Provided data:
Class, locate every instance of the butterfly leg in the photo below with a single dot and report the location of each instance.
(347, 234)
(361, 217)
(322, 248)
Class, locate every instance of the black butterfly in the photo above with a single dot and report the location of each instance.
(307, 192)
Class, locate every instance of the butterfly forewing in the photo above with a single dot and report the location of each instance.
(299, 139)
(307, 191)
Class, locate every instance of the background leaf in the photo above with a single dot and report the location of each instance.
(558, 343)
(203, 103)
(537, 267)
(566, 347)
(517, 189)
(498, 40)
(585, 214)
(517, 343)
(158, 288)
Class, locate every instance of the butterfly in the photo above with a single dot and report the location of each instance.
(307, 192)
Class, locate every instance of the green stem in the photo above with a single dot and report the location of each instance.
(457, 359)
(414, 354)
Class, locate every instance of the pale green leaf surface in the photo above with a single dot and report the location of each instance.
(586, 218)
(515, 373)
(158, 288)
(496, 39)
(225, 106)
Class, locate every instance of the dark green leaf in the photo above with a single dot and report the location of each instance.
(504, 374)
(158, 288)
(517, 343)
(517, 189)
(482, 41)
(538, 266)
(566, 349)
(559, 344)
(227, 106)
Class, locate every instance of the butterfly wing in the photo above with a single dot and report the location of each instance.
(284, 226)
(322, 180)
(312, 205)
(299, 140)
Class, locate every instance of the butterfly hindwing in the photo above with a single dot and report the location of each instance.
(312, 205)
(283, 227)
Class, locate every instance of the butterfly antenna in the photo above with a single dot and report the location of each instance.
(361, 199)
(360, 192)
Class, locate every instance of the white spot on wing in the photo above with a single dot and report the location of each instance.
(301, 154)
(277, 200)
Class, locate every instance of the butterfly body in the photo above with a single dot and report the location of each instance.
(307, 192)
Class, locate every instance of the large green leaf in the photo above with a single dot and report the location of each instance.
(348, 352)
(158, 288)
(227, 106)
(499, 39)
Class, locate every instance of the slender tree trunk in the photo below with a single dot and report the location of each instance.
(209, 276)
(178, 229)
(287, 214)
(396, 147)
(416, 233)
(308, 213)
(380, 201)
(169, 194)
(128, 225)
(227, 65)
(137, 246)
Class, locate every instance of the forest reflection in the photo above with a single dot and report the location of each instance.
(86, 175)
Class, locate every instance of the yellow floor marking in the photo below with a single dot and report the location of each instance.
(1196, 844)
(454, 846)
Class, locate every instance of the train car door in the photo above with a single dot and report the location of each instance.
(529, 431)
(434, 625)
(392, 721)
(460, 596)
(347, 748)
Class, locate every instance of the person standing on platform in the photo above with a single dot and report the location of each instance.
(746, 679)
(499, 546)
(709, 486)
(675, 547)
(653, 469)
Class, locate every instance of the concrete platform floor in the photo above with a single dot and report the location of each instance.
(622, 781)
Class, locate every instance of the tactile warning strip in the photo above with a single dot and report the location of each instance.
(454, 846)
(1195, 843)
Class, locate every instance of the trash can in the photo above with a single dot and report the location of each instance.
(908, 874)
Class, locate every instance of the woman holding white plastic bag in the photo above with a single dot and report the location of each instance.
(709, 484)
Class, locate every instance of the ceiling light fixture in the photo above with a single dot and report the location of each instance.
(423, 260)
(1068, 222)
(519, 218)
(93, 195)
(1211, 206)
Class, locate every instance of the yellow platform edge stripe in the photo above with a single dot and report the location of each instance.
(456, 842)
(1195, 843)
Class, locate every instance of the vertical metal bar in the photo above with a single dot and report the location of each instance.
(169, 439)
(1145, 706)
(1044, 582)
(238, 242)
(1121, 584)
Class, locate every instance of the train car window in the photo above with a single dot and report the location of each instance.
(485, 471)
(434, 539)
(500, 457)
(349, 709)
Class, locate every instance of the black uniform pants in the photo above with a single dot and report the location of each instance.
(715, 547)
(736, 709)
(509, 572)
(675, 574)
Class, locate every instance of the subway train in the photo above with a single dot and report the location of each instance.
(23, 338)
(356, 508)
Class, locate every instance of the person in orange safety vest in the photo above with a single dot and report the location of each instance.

Work to do: Can you repeat the items above word for word, starting at the line that contains "Class, locate every instance of the subway" and ending at the last line of the items?

Expected answer:
Class, locate every instance of the subway train in the photo above with a single dot and report the location of each instance.
(23, 338)
(356, 508)
Class, locate every instance of the person in orange safety vest in the photo above with a single dot and report the location of each instance.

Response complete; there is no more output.